* Start Provided records *

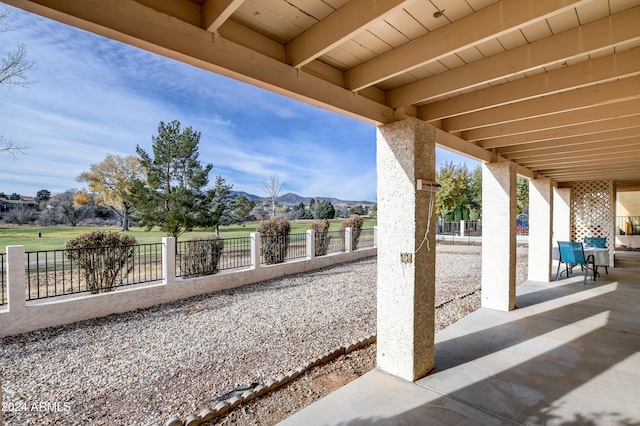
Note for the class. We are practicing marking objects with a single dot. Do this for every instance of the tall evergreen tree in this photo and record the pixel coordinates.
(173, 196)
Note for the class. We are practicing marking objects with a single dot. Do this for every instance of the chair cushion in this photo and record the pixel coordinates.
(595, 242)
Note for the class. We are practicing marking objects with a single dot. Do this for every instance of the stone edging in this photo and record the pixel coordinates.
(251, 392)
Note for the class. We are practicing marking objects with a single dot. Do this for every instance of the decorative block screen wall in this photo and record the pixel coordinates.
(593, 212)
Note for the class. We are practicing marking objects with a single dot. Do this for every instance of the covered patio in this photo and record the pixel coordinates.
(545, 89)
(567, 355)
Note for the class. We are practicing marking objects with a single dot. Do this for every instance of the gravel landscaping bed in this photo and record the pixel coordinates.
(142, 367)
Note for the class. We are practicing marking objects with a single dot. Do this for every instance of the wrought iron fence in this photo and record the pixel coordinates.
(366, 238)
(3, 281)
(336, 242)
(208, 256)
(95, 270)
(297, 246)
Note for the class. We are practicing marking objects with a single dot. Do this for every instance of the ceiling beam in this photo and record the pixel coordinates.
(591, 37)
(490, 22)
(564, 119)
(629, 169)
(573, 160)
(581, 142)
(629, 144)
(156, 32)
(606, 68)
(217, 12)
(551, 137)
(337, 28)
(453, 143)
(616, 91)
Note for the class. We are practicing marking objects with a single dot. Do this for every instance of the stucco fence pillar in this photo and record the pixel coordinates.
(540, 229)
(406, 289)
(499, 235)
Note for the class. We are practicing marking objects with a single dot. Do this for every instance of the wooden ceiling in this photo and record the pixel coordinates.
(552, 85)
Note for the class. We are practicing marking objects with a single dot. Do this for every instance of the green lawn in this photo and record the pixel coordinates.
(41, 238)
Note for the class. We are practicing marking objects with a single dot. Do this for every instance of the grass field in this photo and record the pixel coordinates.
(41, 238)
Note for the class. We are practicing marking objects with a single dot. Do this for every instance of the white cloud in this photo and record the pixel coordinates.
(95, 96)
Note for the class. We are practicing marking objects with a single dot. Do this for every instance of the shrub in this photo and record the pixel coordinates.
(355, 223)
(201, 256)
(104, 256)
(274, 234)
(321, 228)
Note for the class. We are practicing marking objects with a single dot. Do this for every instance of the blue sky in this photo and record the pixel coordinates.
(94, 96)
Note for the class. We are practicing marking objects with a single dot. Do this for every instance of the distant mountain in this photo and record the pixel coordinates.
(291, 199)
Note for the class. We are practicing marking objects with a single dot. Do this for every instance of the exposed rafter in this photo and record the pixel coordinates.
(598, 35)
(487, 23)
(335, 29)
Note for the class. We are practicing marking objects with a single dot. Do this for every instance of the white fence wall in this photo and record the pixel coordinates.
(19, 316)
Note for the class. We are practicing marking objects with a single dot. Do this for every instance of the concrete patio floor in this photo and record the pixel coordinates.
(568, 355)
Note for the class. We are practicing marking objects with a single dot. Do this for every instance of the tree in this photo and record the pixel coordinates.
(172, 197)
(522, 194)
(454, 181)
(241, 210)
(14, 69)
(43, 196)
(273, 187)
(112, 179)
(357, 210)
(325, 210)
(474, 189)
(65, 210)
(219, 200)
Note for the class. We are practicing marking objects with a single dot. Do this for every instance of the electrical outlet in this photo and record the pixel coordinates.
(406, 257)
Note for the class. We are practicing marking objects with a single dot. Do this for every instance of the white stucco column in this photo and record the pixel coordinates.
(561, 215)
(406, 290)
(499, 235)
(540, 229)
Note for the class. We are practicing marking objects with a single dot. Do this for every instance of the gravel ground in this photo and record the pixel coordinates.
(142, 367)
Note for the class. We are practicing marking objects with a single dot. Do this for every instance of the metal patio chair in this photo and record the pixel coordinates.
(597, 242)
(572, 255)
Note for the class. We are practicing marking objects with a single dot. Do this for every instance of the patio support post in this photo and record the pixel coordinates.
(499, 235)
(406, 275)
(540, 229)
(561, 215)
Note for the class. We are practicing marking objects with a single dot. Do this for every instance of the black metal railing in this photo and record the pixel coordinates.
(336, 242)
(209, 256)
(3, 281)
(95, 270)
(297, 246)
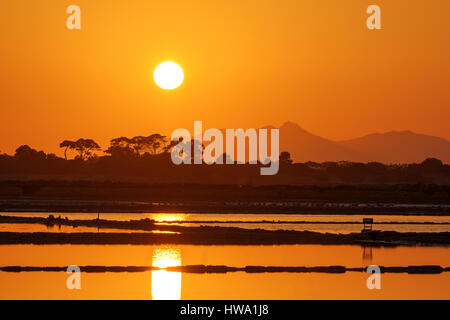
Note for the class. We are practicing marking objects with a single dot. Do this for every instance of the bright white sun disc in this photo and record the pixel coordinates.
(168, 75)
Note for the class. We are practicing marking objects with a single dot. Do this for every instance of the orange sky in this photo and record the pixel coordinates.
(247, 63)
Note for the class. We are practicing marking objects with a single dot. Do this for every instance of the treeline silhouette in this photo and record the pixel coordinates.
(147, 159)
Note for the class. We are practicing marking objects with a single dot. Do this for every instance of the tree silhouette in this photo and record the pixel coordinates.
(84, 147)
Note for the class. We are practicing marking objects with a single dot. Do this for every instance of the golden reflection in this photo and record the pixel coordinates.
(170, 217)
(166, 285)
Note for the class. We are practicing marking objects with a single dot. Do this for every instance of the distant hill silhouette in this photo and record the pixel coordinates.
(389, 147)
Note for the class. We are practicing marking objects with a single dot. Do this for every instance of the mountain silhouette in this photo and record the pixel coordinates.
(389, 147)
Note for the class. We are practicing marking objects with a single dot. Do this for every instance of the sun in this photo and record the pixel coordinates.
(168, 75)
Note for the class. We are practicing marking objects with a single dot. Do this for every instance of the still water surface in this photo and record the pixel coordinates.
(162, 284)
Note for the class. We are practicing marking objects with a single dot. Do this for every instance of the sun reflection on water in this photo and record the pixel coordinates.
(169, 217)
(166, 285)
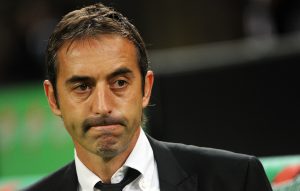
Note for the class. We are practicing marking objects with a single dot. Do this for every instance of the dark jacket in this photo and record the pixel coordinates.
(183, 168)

* End Provided records *

What you should do> Render all of the records above as a Markdown table with the columns "Row" and "Entry," where each row holds a sequential number and one line of the records; omit blank lines and leave the pictures out.

Response below>
| Row | Entry |
|---|---|
| 1 | Note for the class. We are practicing marking objects with a single dot. Do this for every instance of the tall evergreen tree in this photo and record the pixel coordinates. |
| 2 | (173, 196) |
| 3 | Note for the class. We are practicing marking objects with a single dot. Do this for every instance of the chair cushion in this photo and record the pixel coordinates. |
| 4 | (595, 242) |
| 5 | Note for the class. We are practicing marking objects with a single dot. Do this for every instance of the stone edging in this photo and record the pixel coordinates. |
| 6 | (251, 392) |
| 7 | Note for the class. We are practicing marking objects with a single dot. Do this for every instance of the decorative block screen wall in this photo and record the pixel coordinates. |
| 8 | (593, 212) |
| 9 | Note for the class. We are practicing marking objects with a single dot. Do this for every instance of the covered patio in this photo and record the pixel coordinates. |
| 10 | (545, 89) |
| 11 | (567, 355) |
| 12 | Note for the class. We are practicing marking objects with a single dot. Do this for every instance of the gravel landscaping bed in this photo and record the pixel coordinates. |
| 13 | (142, 367) |
| 14 | Note for the class. We are practicing marking objects with a single dot. Do this for every instance of the wrought iron fence in this photo and record the pixel coordinates. |
| 15 | (366, 238) |
| 16 | (3, 281) |
| 17 | (336, 242) |
| 18 | (208, 256) |
| 19 | (95, 270) |
| 20 | (297, 246) |
| 21 | Note for the class. We are practicing marking objects with a single dot. Do this for every instance of the ceiling beam in this photo and record the pixel coordinates. |
| 22 | (591, 37) |
| 23 | (490, 22) |
| 24 | (564, 119) |
| 25 | (629, 169) |
| 26 | (573, 160) |
| 27 | (581, 142) |
| 28 | (629, 144) |
| 29 | (156, 32) |
| 30 | (606, 68) |
| 31 | (217, 12) |
| 32 | (551, 137) |
| 33 | (337, 28) |
| 34 | (453, 143) |
| 35 | (616, 91) |
| 36 | Note for the class. We are practicing marking objects with a single dot. Do this for every instance of the stucco fence pillar in this photo and record the pixel coordinates. |
| 37 | (540, 229) |
| 38 | (406, 289) |
| 39 | (499, 235) |
| 40 | Note for the class. We are practicing marking objects with a single dot. Do this for every instance of the wooden ceiling in this photo and record the pixel coordinates. |
| 41 | (552, 85) |
| 42 | Note for the class. We are practicing marking objects with a single dot. Do this for every instance of the green lawn in this photo and record the pixel coordinates. |
| 43 | (41, 238) |
| 44 | Note for the class. We are practicing marking objects with a single dot. Do this for every instance of the grass field in this photo and record the pixel coordinates. |
| 45 | (41, 238) |
| 46 | Note for the class. We are practicing marking objects with a single dot. Do this for every instance of the white cloud in this photo and record the pixel coordinates. |
| 47 | (95, 96) |
| 48 | Note for the class. We are practicing marking objects with a single dot. Do this for every instance of the shrub in this photo and record the pixel coordinates. |
| 49 | (355, 223) |
| 50 | (201, 256) |
| 51 | (104, 256) |
| 52 | (274, 234) |
| 53 | (321, 228) |
| 54 | Note for the class. We are practicing marking objects with a single dot. Do this for every instance of the blue sky in this photo and record the pixel coordinates. |
| 55 | (94, 96) |
| 56 | Note for the class. We are practicing marking objects with a single dot. Do this for every instance of the distant mountain in this photo and record the pixel coordinates. |
| 57 | (291, 199) |
| 58 | Note for the class. We are practicing marking objects with a single dot. Do this for every instance of the exposed rafter in this photo and record the pixel coordinates. |
| 59 | (598, 35) |
| 60 | (487, 23) |
| 61 | (335, 29) |
| 62 | Note for the class. We are practicing marking objects with a single dot. Do this for every instance of the white fence wall in this photo and record the pixel coordinates. |
| 63 | (19, 316) |
| 64 | Note for the class. We are practicing marking objects with a single dot. Do this for every instance of the concrete patio floor in this photo and record the pixel coordinates. |
| 65 | (568, 355) |
| 66 | Note for the class. We are practicing marking objects with a single dot. Do this for every instance of the tree in this photo and record the pixel coordinates. |
| 67 | (172, 197) |
| 68 | (522, 194) |
| 69 | (454, 181) |
| 70 | (241, 210) |
| 71 | (14, 69) |
| 72 | (43, 196) |
| 73 | (273, 187) |
| 74 | (112, 179) |
| 75 | (357, 210) |
| 76 | (325, 210) |
| 77 | (474, 189) |
| 78 | (65, 210) |
| 79 | (219, 200) |
| 80 | Note for the class. We are practicing marking objects with a single dot. Do this for every instance of the electrical outlet in this photo and record the pixel coordinates. |
| 81 | (406, 257) |
| 82 | Note for the class. We are practicing marking objects with a single dot. Do this for every instance of the white stucco column in this photo and record the pixel coordinates. |
| 83 | (561, 215) |
| 84 | (406, 290) |
| 85 | (499, 235) |
| 86 | (540, 229) |
| 87 | Note for the class. We are practicing marking objects with a single dot. Do this for every instance of the gravel ground in this photo and record the pixel coordinates. |
| 88 | (142, 367) |
| 89 | Note for the class. We are practicing marking objects with a single dot. Do this for every instance of the metal patio chair in this photo and record the pixel coordinates. |
| 90 | (597, 242) |
| 91 | (572, 255) |
| 92 | Note for the class. We are practicing marking objects with a single dot. Do this for every instance of the patio support post in this photo and record the pixel coordinates. |
| 93 | (499, 235) |
| 94 | (406, 275) |
| 95 | (540, 229) |
| 96 | (561, 215) |
| 97 | Note for the class. We are practicing marking objects with a single dot. Do this for every instance of the black metal railing in this photo and record the pixel coordinates. |
| 98 | (336, 242) |
| 99 | (209, 256) |
| 100 | (3, 281) |
| 101 | (95, 270) |
| 102 | (297, 246) |
| 103 | Note for the class. We are practicing marking objects with a single dot. Do this for every instance of the bright white sun disc in this photo and record the pixel coordinates. |
| 104 | (168, 75) |
| 105 | Note for the class. We are practicing marking objects with a single dot. Do this for every instance of the orange sky in this photo and record the pixel coordinates. |
| 106 | (247, 63) |
| 107 | Note for the class. We are practicing marking objects with a single dot. Do this for every instance of the treeline silhouette in this photo and record the pixel coordinates. |
| 108 | (147, 159) |
| 109 | Note for the class. We are practicing marking objects with a single dot. Do this for every instance of the tree silhouette in this photo and record the pixel coordinates. |
| 110 | (84, 147) |
| 111 | Note for the class. We are practicing marking objects with a single dot. Do this for every instance of the golden reflection in this photo and record the pixel coordinates. |
| 112 | (170, 217) |
| 113 | (166, 285) |
| 114 | Note for the class. We are practicing marking objects with a single dot. Do this for every instance of the distant hill silhouette in this photo and record the pixel coordinates. |
| 115 | (389, 147) |
| 116 | Note for the class. We are practicing marking objects with a single dot. Do this for every instance of the mountain silhouette in this photo and record the pixel coordinates. |
| 117 | (389, 147) |
| 118 | Note for the class. We are practicing marking objects with a single dot. Do this for every instance of the sun in this photo and record the pixel coordinates. |
| 119 | (168, 75) |
| 120 | Note for the class. We are practicing marking objects with a single dot. Do this for every instance of the still water surface in this photo and record the pixel coordinates. |
| 121 | (162, 284) |
| 122 | Note for the class. We are practicing marking objects with a single dot. Do this for every instance of the sun reflection on water in this photo and record the pixel coordinates. |
| 123 | (169, 217) |
| 124 | (166, 285) |
| 125 | Note for the class. We are practicing marking objects with a single dot. Do this for every instance of the dark jacket in this photo and record the pixel coordinates. |
| 126 | (183, 168) |